GOAL:
Below are the entries; output exactly the lines from the one containing "floor --coords whole-pixels" through the final line, inclusive.

** begin INFORMATION SUPPLIED **

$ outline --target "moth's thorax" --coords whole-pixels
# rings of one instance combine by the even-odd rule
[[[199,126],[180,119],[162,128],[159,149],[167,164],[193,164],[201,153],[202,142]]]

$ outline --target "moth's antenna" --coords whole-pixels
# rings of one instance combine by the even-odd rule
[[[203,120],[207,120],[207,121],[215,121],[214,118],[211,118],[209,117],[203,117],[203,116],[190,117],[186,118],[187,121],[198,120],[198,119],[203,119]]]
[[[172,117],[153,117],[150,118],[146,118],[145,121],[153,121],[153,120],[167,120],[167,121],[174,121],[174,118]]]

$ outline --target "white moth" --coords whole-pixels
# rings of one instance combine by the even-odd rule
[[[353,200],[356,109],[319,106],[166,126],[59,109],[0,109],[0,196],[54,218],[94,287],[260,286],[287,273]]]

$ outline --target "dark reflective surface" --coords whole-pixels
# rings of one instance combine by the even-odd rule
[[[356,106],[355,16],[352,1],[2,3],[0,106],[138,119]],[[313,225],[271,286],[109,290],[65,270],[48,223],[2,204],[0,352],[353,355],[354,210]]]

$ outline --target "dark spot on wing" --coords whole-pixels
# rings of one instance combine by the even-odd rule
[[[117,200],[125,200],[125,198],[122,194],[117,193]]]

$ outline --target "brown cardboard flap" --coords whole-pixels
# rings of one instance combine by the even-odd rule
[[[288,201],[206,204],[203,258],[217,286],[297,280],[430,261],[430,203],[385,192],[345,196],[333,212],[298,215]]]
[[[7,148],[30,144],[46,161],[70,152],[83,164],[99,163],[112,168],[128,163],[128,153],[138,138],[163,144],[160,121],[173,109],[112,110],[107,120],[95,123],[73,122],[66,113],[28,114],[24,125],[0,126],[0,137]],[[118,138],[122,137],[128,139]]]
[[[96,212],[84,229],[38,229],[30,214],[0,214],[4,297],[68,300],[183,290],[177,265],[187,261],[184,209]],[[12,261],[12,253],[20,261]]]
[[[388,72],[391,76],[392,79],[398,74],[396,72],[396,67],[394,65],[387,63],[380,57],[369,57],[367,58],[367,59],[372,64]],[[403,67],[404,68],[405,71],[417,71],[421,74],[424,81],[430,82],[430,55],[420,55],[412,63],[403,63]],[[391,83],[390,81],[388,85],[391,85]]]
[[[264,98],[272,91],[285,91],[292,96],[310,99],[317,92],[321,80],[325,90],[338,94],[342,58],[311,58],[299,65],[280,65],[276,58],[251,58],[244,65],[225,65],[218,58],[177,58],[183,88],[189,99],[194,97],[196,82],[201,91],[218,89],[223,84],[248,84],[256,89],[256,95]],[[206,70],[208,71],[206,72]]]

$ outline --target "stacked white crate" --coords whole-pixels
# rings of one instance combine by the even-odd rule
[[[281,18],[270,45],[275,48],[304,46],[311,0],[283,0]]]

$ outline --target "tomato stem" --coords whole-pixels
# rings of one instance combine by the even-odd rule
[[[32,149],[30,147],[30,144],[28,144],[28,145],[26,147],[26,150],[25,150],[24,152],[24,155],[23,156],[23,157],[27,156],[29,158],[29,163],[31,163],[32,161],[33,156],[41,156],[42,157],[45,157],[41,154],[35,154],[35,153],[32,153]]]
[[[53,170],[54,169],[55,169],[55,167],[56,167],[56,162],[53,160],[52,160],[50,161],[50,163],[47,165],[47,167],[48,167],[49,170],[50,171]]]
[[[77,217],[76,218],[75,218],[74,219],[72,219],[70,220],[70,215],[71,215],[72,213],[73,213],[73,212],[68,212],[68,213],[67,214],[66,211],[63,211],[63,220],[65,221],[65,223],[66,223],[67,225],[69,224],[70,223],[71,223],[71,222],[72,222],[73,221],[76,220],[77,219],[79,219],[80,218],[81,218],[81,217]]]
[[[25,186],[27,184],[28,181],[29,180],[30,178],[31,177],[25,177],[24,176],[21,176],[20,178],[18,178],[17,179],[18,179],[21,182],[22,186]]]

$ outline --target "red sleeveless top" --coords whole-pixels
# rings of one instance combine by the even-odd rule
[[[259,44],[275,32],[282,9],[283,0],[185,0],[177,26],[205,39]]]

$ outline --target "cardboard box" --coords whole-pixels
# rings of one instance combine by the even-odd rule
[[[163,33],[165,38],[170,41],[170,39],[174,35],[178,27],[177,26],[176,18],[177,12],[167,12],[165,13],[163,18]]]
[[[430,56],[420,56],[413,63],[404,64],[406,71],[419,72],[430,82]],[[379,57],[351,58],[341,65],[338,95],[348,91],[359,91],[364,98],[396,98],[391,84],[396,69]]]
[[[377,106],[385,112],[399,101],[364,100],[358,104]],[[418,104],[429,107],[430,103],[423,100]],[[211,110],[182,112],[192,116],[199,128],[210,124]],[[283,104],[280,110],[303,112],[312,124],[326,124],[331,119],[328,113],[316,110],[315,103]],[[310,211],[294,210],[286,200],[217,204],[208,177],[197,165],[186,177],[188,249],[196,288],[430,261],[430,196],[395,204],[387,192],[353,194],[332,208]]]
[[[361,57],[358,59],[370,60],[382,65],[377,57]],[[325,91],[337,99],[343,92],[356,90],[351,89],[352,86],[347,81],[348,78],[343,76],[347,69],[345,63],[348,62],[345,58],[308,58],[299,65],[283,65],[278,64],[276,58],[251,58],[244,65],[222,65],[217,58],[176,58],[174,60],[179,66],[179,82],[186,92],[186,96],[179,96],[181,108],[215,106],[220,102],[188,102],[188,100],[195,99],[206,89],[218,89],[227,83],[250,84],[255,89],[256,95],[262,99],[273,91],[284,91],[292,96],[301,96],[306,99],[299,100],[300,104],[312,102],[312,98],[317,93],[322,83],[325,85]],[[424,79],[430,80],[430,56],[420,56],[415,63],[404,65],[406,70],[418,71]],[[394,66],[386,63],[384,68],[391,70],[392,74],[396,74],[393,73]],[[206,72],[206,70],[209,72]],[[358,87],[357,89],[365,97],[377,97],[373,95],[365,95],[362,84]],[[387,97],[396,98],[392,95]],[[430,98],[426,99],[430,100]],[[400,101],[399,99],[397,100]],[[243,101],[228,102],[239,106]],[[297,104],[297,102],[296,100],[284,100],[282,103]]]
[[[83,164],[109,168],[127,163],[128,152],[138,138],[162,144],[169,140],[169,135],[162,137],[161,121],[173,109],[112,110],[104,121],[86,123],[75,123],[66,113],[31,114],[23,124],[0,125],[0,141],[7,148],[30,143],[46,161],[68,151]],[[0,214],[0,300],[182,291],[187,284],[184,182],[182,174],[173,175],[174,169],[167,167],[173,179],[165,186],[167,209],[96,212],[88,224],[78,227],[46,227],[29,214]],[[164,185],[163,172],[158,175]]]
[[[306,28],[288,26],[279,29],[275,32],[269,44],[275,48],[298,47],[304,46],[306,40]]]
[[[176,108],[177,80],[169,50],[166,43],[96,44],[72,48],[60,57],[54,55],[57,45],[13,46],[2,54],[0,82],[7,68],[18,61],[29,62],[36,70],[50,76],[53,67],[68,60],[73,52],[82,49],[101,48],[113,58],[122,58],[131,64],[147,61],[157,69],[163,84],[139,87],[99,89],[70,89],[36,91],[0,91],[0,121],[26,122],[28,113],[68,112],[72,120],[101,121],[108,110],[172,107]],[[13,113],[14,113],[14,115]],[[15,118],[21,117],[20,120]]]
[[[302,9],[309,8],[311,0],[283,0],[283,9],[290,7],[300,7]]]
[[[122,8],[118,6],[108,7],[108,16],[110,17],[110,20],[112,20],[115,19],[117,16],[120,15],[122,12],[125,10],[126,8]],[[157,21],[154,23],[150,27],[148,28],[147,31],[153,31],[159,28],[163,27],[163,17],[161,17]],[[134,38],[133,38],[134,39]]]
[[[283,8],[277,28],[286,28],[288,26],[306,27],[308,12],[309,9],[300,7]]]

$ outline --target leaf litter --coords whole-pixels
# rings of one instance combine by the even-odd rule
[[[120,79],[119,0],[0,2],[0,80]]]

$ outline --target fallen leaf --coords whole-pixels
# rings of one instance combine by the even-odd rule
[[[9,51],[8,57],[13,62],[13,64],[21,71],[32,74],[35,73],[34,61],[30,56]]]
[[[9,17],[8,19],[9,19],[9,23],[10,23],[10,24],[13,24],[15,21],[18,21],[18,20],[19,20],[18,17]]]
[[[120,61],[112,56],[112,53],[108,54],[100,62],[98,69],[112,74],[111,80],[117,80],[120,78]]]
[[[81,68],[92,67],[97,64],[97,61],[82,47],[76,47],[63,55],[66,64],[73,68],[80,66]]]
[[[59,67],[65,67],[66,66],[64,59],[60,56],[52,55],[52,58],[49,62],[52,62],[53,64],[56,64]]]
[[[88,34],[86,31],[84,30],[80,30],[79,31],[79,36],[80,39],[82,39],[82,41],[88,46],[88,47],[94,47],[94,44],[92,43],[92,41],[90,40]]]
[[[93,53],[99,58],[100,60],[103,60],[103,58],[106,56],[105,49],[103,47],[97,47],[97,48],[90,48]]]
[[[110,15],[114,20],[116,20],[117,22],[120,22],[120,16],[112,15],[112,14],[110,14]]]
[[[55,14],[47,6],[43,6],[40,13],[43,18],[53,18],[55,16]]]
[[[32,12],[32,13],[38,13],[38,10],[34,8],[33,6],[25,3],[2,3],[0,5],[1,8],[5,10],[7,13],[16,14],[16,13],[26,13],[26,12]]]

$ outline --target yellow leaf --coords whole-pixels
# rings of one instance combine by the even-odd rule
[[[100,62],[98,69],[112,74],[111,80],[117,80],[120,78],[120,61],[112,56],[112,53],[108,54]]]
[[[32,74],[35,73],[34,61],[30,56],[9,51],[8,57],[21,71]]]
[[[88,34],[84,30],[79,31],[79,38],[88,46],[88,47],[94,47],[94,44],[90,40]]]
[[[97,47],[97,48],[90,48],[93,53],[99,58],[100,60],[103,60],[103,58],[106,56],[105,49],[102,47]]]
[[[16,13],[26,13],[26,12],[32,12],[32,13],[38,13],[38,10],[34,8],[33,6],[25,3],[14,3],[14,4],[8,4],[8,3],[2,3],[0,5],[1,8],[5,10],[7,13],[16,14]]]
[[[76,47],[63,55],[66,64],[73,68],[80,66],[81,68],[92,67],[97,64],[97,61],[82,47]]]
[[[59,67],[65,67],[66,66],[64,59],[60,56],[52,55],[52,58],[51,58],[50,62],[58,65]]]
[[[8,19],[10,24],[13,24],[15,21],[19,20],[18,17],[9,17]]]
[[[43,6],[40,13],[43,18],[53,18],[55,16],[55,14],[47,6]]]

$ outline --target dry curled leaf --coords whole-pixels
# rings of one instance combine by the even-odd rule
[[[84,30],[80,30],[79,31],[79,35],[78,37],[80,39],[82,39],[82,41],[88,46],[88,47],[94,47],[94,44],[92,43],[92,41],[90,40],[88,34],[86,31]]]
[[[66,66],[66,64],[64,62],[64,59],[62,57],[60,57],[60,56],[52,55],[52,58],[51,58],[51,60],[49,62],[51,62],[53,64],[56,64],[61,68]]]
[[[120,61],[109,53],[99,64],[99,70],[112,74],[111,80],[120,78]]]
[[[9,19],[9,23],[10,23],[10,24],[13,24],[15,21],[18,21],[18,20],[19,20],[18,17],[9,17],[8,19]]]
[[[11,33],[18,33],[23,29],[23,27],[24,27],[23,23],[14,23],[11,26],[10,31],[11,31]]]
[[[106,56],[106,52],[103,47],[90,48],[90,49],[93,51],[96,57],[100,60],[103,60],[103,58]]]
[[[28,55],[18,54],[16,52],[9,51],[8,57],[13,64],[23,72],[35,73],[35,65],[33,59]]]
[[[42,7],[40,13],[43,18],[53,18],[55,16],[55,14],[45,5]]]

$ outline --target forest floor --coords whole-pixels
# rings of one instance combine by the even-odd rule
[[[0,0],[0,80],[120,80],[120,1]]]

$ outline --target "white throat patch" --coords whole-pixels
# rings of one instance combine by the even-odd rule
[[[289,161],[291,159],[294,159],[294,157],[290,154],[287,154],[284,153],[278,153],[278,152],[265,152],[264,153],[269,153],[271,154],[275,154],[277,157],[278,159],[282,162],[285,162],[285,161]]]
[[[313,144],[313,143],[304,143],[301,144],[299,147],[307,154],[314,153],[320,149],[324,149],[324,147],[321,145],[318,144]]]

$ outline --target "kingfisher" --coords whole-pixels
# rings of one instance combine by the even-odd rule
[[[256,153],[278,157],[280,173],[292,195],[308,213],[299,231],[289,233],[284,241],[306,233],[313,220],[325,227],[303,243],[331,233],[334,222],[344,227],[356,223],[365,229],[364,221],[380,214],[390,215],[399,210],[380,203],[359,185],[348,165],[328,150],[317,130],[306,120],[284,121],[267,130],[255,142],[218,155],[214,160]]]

** end INFORMATION SUPPLIED **

SOLUTION TO THIS EXERCISE:
$ outline --target forest floor --coords whole-pixels
# rings of one instance combine by the even-odd rule
[[[0,0],[0,80],[120,80],[120,1]]]

$ outline --target "white throat patch" --coords whole-pixels
# rings of one instance combine by the even-odd rule
[[[289,161],[291,159],[294,159],[294,157],[290,154],[287,154],[284,153],[278,153],[278,152],[265,152],[264,153],[269,153],[271,154],[275,154],[277,157],[278,159],[282,162],[285,162],[285,161]]]
[[[313,144],[313,143],[304,143],[301,144],[299,147],[307,154],[314,153],[320,149],[324,149],[324,147],[321,145],[318,144]]]

$ outline --target "kingfisher" --coords whole-pixels
# rings of one instance combine by the even-odd rule
[[[256,153],[278,157],[280,173],[292,195],[308,213],[299,231],[289,233],[284,241],[306,233],[313,220],[325,227],[303,243],[331,233],[334,222],[344,227],[356,223],[365,229],[364,221],[380,214],[390,215],[399,210],[380,203],[359,185],[348,165],[328,150],[317,130],[306,120],[284,121],[267,130],[255,142],[218,155],[214,160]]]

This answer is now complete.